- [Work order]: All of the data should be restated word for word, with the pictures omitted.

- [Natural language region descriptions]:
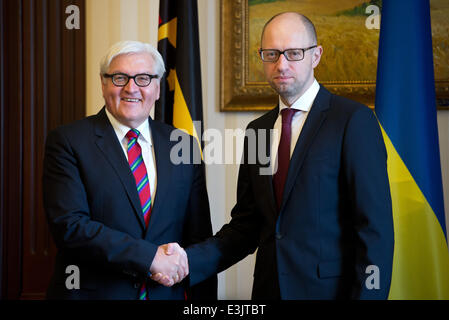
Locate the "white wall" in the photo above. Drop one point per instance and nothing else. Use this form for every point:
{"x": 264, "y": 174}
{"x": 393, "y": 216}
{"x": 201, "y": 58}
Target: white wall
{"x": 109, "y": 21}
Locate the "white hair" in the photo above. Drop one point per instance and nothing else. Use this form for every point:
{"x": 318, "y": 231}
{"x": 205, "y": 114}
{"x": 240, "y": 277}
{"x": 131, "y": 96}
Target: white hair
{"x": 130, "y": 47}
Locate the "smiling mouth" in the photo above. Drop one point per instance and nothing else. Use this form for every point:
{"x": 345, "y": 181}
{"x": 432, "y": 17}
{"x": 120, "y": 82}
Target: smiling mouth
{"x": 130, "y": 100}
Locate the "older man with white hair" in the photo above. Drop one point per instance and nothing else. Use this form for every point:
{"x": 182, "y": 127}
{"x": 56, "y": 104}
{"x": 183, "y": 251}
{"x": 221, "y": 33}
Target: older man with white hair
{"x": 113, "y": 197}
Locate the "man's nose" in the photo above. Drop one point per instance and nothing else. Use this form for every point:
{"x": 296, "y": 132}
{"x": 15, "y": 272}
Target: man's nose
{"x": 131, "y": 86}
{"x": 282, "y": 62}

- [Output of the task]:
Locate the "white wall" in the photo above. Drop one point per instance and nothing else. Use this form for every point:
{"x": 264, "y": 174}
{"x": 393, "y": 216}
{"x": 201, "y": 58}
Target: white wall
{"x": 109, "y": 21}
Locate the "white hair" in the photo above. Drop one point per instance and nothing else. Use this form for every point:
{"x": 318, "y": 231}
{"x": 205, "y": 114}
{"x": 240, "y": 277}
{"x": 131, "y": 96}
Target: white hair
{"x": 130, "y": 47}
Locate the "smiling mouth" in the photo above. Drop one point per instance and nothing else. Use this form for every point:
{"x": 345, "y": 181}
{"x": 432, "y": 17}
{"x": 120, "y": 82}
Target: smiling mouth
{"x": 130, "y": 100}
Locate the "older man with white hair" in the photo above. Drop one point per instance and nothing else. Use this form for every point:
{"x": 182, "y": 127}
{"x": 56, "y": 104}
{"x": 183, "y": 251}
{"x": 221, "y": 33}
Target: older man with white hair
{"x": 113, "y": 197}
Locate the "man's nose" in the photo above. Drop one point per instance and nothing else. Use this form for every point:
{"x": 296, "y": 132}
{"x": 15, "y": 272}
Target: man's nose
{"x": 131, "y": 86}
{"x": 282, "y": 62}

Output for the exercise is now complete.